▸ **Testo fornito**
I risultati preliminari delle elezioni parlamentari di sabato hanno sconcertato quanti pensavano che le urne avrebbero lasciato lo status quo inalterato e favorito l’attuale PM, Haider al- Abadi. Con circa 90% dei voti contati, la coalizione al-Sa’iroun capeggiata dal clerico sciita Moqtada al- Sadr sarebbe arrivata prima in almeno 6 delle 18 province irachene, tra cui Baghdad. Al- Nasr invece si sarebbe posizionata addirittura terza, in coda all’ex comandante militare sciita Hadi al -Amiri, capolista di al – Fatah.
Le elezioni si sono svolte per la maggior parte senza violenze e irregolarità, fatta eccezione per la regione del Kurdistan. Qui infatti il KDP sembrava aver vinto nelle province di Dohuk ed Erbil e il PUK a Kirkuk e Sulaymaniyah ma i partiti di opposizione Gorran e New Generation hanno chiesto di ricontare i voti denunciando episodi di intimidazione e mancanza di trasparenza all’interno dei seggi.

▸ **Dati forniti**
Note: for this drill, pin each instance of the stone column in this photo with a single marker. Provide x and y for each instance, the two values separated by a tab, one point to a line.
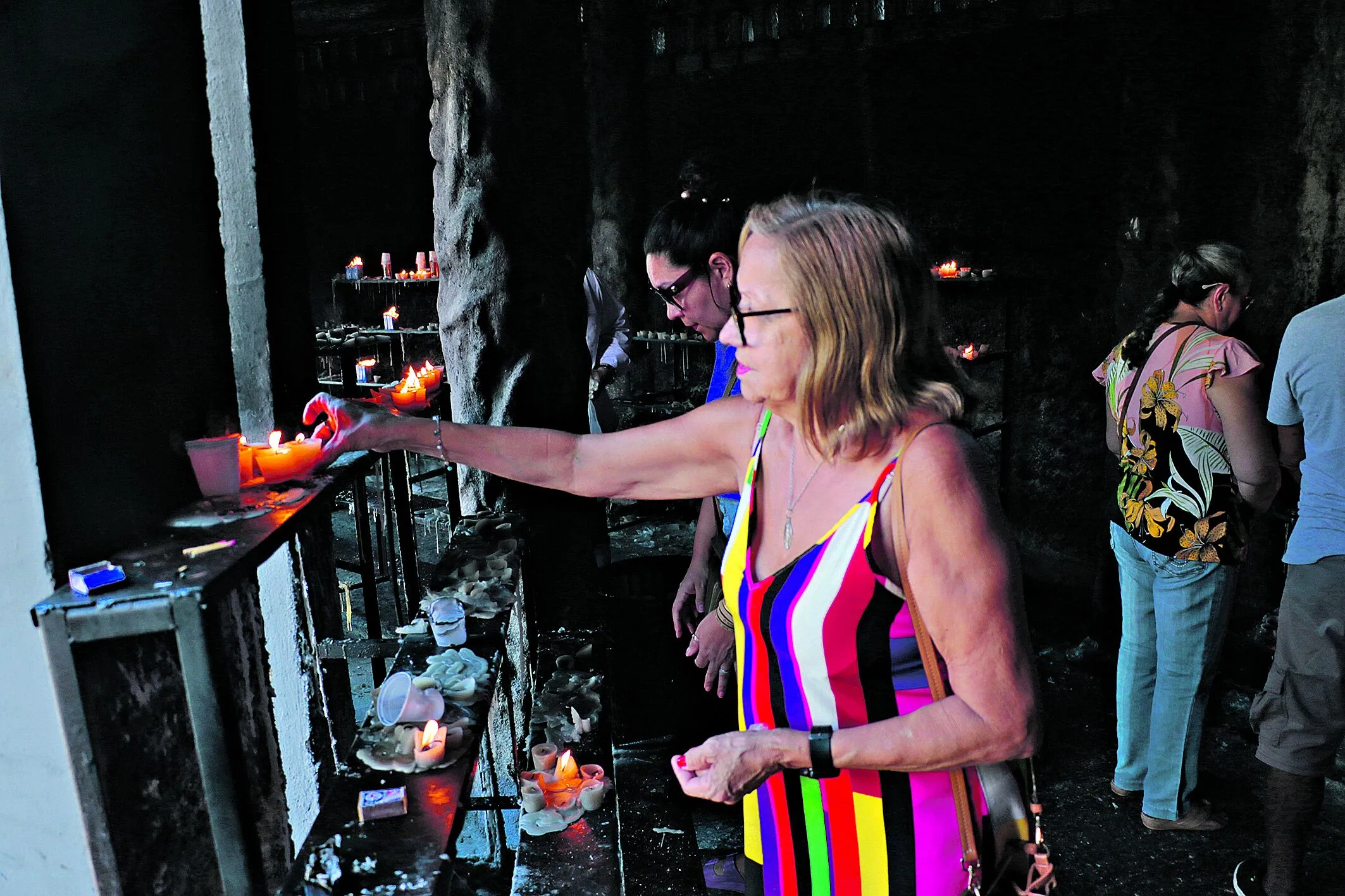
510	199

▸ **Consegne dell'esercizio**
#1 Rispondi alle seguenti domande sul testo delle elezioni irachene:
(a) Chi è a capo della coalizione al-Sa'iroun?
(b) In quale posizione si sarebbe classificata al-Nasr?
(c) Quali partiti di opposizione hanno chiesto di ricontare i voti?
#2 Elenca tutte le province irachene nominate nel testo sulle elezioni.
#3 Scrivi il seguito del testo sulle elezioni parlamentari irachene, riprendendo subito dopo l'ultima frase.

▸ **Esercizi svolti**
#1
(a) Il clerico sciita Moqtada al-Sadr.
(b) Terza.
(c) Gorran e New Generation.

#2 Baghdad, Dohuk, Erbil, Kirkuk, Sulaymaniyah.

#3
I giochi rimangono comunque aperti: dato che nessuna coalizione sarà titolare della maggioranza assoluta in Parlamento, ciò che succederà a conteggio ultimato sarà che il Parlamento designerà entro 15 giorni un nuovo Presidente che assegnerà al partito con il maggior numero di seggi il compito di formare un governo di coalizione in grado di eleggere il prossimo PM entro 30 giorni. Dunque, visto che al-Sadr non è in lizza per la premiership, al-Abadi potrebbe negoziare un’intesa con al-Sa’iroun e partiti minori per cercare la rielezione.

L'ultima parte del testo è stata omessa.